**DATASET EXTRACT**:
§ §
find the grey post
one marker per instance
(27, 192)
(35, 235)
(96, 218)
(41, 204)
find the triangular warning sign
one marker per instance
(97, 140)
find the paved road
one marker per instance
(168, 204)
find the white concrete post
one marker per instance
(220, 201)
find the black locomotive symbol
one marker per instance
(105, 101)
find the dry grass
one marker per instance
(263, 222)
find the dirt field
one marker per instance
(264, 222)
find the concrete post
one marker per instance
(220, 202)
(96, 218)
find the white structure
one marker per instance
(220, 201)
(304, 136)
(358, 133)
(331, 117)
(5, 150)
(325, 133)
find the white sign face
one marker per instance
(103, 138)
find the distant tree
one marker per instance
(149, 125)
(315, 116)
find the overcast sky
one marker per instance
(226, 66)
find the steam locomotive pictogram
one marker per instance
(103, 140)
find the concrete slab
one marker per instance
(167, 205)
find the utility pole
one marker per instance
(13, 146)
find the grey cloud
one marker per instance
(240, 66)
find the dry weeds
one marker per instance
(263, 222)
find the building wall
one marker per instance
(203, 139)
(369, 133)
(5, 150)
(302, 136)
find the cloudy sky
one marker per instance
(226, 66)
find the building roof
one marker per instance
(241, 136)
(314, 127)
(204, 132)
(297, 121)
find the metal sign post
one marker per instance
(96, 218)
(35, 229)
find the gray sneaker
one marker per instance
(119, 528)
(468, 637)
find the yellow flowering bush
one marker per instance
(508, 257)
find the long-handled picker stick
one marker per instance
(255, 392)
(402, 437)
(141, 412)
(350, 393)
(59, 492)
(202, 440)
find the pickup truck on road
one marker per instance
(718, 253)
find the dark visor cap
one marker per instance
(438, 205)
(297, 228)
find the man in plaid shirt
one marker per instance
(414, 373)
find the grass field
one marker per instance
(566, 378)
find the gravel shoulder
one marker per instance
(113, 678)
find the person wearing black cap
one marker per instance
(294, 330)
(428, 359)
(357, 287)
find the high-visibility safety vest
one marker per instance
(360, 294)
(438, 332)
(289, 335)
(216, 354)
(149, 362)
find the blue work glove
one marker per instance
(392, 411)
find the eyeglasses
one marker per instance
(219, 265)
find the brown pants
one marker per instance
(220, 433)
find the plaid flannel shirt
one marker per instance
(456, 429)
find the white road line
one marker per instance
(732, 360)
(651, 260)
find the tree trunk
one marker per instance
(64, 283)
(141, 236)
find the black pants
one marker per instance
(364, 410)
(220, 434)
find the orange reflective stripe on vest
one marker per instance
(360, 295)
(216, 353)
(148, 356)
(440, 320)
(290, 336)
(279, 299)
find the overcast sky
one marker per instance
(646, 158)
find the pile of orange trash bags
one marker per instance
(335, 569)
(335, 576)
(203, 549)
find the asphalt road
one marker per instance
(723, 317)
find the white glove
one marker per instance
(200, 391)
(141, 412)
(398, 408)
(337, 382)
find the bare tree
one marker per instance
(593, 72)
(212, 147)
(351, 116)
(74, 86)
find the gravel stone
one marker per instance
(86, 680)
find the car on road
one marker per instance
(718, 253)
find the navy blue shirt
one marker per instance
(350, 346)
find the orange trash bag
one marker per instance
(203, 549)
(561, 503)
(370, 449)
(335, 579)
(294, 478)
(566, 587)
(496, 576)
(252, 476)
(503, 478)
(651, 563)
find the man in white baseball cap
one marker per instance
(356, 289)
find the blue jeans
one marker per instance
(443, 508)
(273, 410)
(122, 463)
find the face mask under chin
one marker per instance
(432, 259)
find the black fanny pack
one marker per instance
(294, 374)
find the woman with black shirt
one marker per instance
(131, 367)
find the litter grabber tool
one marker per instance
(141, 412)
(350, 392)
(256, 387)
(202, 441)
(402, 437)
§ §
**WORK REQUEST**: In the entries above, identify each line that includes the string "shirt", then copy it.

**RESULT OF THE TASK**:
find the man in plaid shirt
find the plaid flannel shirt
find the navy blue shirt
find the woman with black shirt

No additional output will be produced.